──────── STUDY TEXT

So I’ve gone from the cheeseburger and fries for appetizer, prime rib for supper set to the typical salad saga. I’m carefully measuring out one cup of Cheerios for breakfast, lest one extra Cheerio invade my cereal bowl and throw off my calorie count. I’m faithfully eating salad, salad and more salad with fat free dressing for lunch and supper. I’m balancing my protein intake with a “smart-pak” of crackers with peanut butter. For supper it’s, what else, more salad and a sandwich with some baked, low fat, low taste tortilla chips on the side.

God damn it I want a Big Mac. Or a big juicy Double Whopper with cheese and bacon.

I think my brain is my biggest enemy. Because I’m not really eating what I want to eat, but rather what I think I should eat, I’m constantly thinking about how good an afternoon at Chick-Fil-A would be. I want to park one of those mall tables with attached chairs right in front of the restaurant counter, leaving room for someone to join me in the other molded chair and I want the counter person to just bring on the food. It doesn’t even have to be a Chick-Fil-A. I’d settle for any diner, anywhere in the world right now. Then I start thinking about how selfish I am. Memories of “there’s starving children in Africa” from my childhood rear they’re ugly head when I used to yell “But Ma, I’m starving!!” I think about all those hundreds of thousands of people suffering in the aftermath of the tsunamis. They’d probably like to graze through an A&W with me too.

────────────────
──────── DATASET SECTION

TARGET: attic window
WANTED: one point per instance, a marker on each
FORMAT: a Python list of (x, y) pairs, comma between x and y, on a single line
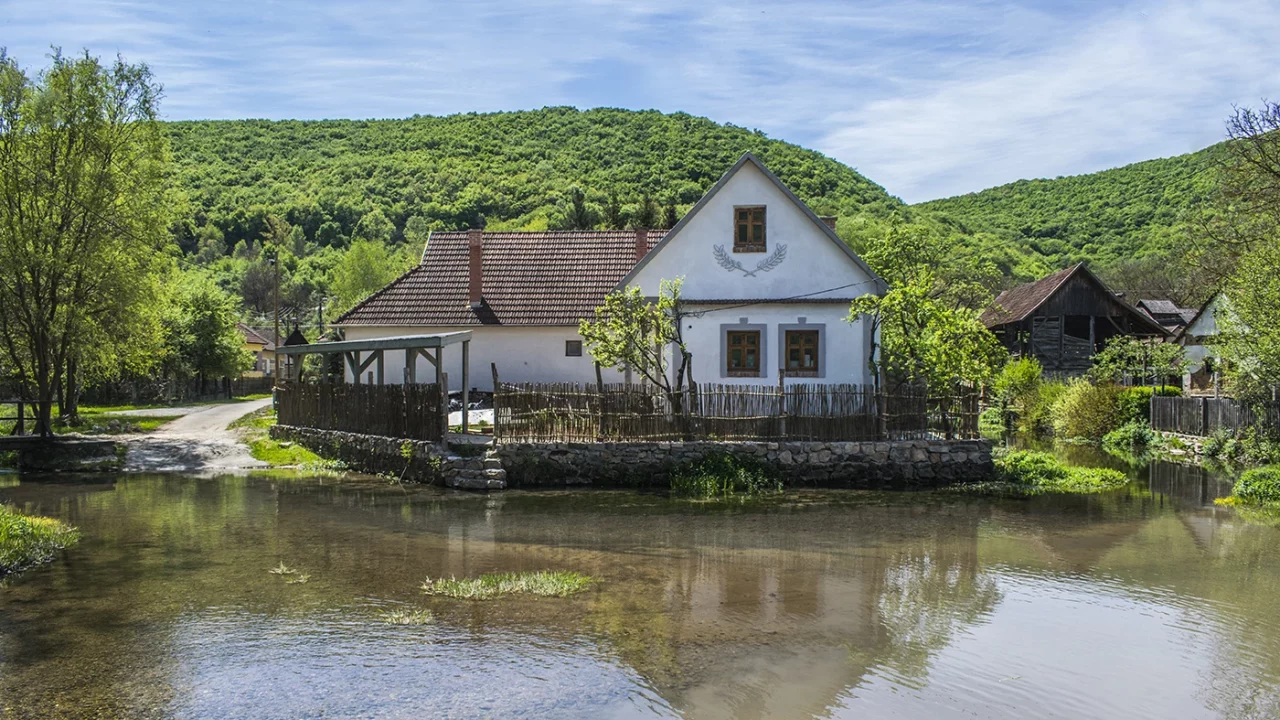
[(749, 229)]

────────────────

WHAT YOU WILL DO:
A - Please transcribe part of the passage about dieting, beginning at the words "I think my brain" and stopping after "with me too.".
B - Go on with the passage about dieting from the point where it stops.

ANSWERS BY ITEM NUMBER:
A -
I think my brain is my biggest enemy. Because I’m not really eating what I want to eat, but rather what I think I should eat, I’m constantly thinking about how good an afternoon at Chick-Fil-A would be. I want to park one of those mall tables with attached chairs right in front of the restaurant counter, leaving room for someone to join me in the other molded chair and I want the counter person to just bring on the food. It doesn’t even have to be a Chick-Fil-A. I’d settle for any diner, anywhere in the world right now. Then I start thinking about how selfish I am. Memories of “there’s starving children in Africa” from my childhood rear they’re ugly head when I used to yell “But Ma, I’m starving!!” I think about all those hundreds of thousands of people suffering in the aftermath of the tsunamis. They’d probably like to graze through an A&W with me too.

B -
This constant counting of calories in my brain has got to stop. “If I eat this tic tac, I’ve added 10 calories, that means an extra 35 seconds on the exercise bike tonight.” I think my caloric intake has fallen from around 2500 calories a day to just shy of 1000. I think my body is mad at me. It’s yelling various things, like “You stopped feeding me.” “Why are you doing this?” “You’re exercising twice as much with half the amount of food.” “You’re an ass.”

I think tonight I’m going to splurge and cook something rather than just slap some fake-turkey and fake-cheese with a smattering of mustard between two airy pieces of bread.

If you want to IM me afterwards, I’ll be on the exercise bike.